REQUIRED WORK: Return only the stretch of the material below that begins with the line containing "Query: dog's blue eye" and ends with the line containing "like [(264, 191)].", exactly; both of those lines belong to it.

GIVEN INFORMATION:

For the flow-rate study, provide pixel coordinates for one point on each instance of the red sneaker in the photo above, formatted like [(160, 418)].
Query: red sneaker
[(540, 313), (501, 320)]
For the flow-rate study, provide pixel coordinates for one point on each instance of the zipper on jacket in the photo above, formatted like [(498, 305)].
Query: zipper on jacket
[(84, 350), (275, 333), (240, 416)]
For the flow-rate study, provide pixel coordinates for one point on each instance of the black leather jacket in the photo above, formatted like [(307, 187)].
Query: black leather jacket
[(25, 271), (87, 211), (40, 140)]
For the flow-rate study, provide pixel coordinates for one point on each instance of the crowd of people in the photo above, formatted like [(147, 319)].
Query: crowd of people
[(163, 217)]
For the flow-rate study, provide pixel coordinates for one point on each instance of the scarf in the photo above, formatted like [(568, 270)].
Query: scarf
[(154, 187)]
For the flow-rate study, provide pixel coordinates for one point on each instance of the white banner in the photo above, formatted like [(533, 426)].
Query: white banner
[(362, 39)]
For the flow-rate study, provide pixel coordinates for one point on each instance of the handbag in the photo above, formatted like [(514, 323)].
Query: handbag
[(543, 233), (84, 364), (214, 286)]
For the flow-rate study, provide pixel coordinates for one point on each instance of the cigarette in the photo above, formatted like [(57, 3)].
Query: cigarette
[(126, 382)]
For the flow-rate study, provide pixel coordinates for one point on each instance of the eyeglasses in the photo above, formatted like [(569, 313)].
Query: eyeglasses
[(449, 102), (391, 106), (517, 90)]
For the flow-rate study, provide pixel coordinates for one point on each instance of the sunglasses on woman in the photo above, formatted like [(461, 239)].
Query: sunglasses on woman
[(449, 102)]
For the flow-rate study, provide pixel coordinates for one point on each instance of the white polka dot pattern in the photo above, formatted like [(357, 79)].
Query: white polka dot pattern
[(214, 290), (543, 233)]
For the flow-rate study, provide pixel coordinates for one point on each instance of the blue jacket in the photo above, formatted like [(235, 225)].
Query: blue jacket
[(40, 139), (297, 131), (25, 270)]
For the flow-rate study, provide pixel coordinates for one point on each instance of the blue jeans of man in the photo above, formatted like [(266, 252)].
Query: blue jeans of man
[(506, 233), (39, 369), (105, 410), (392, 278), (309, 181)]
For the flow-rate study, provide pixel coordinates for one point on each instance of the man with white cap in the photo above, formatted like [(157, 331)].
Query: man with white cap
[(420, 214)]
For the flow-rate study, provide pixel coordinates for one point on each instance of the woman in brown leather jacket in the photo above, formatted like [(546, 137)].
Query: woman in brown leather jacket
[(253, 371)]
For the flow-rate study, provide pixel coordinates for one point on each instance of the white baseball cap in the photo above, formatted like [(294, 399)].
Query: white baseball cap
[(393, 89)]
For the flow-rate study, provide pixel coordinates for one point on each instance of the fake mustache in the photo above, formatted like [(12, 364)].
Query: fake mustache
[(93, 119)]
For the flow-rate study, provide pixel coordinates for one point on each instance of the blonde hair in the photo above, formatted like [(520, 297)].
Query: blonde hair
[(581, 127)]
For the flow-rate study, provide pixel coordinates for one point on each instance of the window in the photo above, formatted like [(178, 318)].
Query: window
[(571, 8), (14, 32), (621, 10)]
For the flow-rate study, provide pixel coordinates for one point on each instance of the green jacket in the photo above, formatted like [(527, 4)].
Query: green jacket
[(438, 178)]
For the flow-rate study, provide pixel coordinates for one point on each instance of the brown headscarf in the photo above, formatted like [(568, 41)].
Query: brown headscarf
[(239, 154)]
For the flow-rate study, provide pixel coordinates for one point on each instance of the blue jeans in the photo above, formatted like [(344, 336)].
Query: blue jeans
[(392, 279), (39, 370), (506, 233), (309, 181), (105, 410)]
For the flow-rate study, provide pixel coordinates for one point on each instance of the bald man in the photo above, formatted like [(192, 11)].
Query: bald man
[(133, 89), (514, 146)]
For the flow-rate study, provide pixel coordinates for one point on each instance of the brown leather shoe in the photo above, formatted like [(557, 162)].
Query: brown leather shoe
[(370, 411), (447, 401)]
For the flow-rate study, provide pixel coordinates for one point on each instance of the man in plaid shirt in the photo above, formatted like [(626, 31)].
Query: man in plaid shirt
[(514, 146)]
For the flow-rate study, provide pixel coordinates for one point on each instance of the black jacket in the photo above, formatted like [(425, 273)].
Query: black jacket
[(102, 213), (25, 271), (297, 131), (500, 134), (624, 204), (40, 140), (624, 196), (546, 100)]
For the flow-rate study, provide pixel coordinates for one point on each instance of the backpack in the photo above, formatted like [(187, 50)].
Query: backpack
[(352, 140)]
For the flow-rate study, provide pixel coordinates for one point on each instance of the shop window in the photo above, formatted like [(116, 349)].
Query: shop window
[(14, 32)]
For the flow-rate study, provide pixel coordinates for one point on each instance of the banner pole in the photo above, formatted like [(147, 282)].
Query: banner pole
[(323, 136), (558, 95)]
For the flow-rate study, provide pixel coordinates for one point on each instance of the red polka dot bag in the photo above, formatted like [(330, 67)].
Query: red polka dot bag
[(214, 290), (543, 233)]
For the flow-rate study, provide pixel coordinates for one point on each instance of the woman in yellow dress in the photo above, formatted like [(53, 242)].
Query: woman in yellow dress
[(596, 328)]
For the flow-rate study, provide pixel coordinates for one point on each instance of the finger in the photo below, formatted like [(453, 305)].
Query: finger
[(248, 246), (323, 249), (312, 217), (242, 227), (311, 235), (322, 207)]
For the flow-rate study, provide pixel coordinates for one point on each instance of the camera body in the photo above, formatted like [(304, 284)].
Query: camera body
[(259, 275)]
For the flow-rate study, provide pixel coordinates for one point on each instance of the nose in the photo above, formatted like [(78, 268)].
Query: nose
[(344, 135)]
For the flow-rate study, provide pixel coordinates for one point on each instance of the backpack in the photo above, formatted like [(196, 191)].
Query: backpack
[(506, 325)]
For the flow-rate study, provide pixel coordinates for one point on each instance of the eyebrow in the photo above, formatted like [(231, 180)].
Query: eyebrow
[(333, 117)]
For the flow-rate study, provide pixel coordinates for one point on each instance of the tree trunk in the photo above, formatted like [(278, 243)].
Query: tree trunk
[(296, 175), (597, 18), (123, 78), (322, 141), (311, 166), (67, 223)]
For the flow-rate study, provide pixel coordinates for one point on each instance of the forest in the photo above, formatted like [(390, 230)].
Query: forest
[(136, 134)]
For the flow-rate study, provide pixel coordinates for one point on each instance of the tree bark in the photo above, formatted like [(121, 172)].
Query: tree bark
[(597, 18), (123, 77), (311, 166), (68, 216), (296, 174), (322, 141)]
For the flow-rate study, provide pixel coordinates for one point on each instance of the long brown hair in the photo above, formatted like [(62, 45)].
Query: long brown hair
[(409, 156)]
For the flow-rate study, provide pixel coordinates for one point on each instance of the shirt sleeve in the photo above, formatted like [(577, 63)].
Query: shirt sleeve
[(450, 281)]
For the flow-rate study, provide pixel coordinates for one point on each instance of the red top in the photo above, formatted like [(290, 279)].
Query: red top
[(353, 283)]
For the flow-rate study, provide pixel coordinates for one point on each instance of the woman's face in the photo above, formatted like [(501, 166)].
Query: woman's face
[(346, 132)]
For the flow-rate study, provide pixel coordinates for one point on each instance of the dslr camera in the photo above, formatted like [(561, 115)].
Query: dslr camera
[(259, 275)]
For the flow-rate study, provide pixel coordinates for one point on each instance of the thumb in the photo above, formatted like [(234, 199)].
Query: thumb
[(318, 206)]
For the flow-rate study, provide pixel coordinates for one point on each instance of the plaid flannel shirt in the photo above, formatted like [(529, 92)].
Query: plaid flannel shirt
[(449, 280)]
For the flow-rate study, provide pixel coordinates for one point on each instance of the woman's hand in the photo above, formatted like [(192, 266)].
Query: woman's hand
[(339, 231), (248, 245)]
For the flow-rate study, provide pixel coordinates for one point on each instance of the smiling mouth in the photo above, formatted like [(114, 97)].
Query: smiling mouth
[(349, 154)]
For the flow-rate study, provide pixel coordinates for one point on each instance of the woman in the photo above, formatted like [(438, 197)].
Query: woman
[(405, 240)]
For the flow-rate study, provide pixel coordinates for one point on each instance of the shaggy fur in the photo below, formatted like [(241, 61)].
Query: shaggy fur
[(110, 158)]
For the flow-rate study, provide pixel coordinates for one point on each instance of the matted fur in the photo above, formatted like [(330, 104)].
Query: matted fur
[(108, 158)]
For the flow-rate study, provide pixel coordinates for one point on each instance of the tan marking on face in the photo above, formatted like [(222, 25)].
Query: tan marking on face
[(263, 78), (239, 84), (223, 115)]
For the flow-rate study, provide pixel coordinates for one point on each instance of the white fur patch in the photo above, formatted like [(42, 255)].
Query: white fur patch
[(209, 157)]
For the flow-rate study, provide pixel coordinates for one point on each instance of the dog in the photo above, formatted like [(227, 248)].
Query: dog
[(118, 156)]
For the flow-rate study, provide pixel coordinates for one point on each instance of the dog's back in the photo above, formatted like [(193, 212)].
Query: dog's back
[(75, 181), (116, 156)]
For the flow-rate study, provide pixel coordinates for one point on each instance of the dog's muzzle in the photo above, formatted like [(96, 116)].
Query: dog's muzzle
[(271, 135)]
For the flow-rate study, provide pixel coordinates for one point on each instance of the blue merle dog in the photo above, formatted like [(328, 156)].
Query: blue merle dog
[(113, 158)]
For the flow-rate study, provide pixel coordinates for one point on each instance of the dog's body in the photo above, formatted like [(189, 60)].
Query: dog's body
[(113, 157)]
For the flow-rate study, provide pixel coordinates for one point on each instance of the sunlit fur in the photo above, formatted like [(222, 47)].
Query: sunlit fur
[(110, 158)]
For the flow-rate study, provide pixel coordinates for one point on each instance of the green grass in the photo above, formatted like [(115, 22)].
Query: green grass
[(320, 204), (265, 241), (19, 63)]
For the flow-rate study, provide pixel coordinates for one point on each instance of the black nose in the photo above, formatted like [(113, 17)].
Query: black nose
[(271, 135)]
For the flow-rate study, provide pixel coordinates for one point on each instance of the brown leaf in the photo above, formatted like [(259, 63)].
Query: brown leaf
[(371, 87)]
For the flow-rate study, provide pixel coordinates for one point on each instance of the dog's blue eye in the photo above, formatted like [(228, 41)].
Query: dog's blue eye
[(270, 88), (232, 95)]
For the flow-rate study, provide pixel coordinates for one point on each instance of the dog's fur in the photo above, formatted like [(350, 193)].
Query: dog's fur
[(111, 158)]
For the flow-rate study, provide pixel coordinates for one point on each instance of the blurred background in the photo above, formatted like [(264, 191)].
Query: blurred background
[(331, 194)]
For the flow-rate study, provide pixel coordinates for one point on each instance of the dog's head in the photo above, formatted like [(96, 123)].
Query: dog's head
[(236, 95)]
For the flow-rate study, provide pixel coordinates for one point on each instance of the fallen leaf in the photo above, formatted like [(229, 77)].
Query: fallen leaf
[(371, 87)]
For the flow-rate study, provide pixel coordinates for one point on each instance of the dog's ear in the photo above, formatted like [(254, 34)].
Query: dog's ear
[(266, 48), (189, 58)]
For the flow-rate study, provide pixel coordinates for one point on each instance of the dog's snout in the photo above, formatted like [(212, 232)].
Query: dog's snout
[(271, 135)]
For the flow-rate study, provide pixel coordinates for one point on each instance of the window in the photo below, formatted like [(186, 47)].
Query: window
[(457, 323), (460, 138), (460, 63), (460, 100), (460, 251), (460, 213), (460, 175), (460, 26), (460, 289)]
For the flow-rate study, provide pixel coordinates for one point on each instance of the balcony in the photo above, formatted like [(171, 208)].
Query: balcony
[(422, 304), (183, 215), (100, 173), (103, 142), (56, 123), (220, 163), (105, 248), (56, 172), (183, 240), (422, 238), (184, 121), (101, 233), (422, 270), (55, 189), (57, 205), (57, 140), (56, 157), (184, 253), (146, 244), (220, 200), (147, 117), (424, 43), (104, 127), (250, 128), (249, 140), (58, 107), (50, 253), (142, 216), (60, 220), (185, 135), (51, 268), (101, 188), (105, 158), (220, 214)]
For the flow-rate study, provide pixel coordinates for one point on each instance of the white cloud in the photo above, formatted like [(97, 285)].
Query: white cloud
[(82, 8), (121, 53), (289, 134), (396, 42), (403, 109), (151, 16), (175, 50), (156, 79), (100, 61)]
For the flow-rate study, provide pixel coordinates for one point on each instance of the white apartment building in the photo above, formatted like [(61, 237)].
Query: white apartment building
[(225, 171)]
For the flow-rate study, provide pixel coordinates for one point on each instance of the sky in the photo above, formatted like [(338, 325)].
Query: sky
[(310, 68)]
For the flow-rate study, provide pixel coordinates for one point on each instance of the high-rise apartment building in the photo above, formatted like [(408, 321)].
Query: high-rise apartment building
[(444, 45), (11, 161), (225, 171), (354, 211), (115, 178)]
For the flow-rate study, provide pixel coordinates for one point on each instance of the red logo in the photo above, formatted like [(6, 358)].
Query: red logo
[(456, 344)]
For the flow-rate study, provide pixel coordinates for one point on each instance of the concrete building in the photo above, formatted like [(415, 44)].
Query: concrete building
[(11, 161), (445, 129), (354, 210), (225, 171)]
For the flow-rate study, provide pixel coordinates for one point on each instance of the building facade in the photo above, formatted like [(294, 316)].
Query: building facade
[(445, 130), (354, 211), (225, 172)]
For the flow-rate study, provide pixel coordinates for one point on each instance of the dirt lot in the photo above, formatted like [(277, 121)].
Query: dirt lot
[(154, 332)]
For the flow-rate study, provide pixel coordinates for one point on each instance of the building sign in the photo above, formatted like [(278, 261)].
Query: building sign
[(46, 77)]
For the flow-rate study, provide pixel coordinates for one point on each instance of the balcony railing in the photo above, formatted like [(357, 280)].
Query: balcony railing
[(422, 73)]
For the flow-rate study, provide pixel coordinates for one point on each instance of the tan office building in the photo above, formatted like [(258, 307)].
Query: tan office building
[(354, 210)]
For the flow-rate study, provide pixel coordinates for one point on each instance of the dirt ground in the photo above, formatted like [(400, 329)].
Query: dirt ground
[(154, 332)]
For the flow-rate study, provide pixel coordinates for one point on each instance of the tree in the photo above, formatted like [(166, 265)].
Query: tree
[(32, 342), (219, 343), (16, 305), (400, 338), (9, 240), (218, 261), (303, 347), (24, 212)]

ANSWER AREA:
Query: dog's blue eye
[(270, 88), (232, 95)]
For the flow-rate study, provide pixel coordinates for one point on each instance of the dog's fur in the photo above, formatted like [(350, 193)].
Query: dog's fur
[(111, 158)]
For the flow-rate study, provide pixel coordinates for one point on each instance of the blurred background in the photo above, formatted like [(264, 191)].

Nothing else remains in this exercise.